■ DIRECTIVE: In the listing below, locate the line containing "Question: Locate the bare"; reproduce that line and all lines that follow it, unchanged.
────
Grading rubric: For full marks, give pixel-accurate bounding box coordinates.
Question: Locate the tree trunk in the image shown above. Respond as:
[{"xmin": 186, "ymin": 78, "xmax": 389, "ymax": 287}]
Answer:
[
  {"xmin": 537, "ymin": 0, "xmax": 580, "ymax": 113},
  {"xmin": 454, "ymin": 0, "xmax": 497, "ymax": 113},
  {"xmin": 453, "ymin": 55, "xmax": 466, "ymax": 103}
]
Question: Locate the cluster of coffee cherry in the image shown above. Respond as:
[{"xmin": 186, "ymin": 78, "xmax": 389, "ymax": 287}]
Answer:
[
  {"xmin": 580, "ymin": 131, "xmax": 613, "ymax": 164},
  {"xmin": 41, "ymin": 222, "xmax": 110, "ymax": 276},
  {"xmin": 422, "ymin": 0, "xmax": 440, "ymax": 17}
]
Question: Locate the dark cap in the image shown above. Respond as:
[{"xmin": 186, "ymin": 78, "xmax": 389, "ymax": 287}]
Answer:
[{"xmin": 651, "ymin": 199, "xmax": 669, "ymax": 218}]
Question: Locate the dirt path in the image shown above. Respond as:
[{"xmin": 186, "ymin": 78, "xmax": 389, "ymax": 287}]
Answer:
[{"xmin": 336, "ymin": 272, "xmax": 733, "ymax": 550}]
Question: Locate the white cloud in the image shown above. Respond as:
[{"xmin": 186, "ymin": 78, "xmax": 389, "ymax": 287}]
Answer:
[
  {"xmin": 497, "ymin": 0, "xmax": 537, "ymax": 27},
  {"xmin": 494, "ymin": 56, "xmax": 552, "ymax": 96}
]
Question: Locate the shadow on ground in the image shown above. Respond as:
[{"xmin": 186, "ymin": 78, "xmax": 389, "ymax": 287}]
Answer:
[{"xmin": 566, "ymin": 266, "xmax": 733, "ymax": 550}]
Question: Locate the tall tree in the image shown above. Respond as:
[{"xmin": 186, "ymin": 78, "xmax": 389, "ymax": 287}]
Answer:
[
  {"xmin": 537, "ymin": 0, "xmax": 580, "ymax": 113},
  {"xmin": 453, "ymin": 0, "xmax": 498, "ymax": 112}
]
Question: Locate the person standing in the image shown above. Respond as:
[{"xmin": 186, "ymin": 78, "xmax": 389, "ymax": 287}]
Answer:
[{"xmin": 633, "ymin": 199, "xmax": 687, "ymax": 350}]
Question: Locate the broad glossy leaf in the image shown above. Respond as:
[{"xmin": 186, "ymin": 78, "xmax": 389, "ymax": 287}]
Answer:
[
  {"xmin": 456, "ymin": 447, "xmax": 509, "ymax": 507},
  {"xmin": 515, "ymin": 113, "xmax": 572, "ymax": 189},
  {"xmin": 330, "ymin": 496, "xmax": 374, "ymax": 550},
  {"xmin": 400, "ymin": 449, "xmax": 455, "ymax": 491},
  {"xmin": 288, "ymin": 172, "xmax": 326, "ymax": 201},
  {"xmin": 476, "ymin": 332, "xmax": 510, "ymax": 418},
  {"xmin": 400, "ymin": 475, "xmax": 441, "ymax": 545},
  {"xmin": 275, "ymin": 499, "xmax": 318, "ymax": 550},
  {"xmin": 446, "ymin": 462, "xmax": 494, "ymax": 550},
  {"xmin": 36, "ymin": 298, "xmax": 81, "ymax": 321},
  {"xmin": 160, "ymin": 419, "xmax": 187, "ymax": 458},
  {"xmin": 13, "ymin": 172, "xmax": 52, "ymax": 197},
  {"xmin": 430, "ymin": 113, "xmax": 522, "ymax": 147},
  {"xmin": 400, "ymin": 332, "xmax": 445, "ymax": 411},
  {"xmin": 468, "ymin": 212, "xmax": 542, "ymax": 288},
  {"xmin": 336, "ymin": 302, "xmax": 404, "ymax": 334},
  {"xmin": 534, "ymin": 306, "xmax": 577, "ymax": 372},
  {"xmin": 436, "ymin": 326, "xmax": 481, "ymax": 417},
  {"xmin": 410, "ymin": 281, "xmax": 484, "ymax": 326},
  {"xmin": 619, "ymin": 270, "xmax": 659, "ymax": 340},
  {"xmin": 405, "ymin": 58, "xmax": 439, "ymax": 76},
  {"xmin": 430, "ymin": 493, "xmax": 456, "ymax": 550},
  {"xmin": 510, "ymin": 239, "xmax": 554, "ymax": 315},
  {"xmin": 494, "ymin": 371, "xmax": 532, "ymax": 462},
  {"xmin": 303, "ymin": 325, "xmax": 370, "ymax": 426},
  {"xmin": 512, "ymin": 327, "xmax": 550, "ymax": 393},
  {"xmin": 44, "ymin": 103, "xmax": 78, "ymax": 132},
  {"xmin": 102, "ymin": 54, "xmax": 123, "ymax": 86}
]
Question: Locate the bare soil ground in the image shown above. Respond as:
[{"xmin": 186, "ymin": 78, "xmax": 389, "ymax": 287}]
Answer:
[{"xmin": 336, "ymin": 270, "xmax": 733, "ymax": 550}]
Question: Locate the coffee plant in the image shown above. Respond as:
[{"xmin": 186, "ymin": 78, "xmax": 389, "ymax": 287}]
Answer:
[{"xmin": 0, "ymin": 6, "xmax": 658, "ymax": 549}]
────
■ OUTPUT FOR THIS EXERCISE:
Question: Locate the bare soil ground in the image shown above. Respond as:
[{"xmin": 186, "ymin": 78, "xmax": 389, "ymax": 287}]
Answer:
[{"xmin": 336, "ymin": 270, "xmax": 733, "ymax": 550}]
Question: Locate the coffee plant in the image shown above. Respond as:
[{"xmin": 186, "ymin": 78, "xmax": 389, "ymax": 287}]
Answer:
[{"xmin": 0, "ymin": 6, "xmax": 658, "ymax": 549}]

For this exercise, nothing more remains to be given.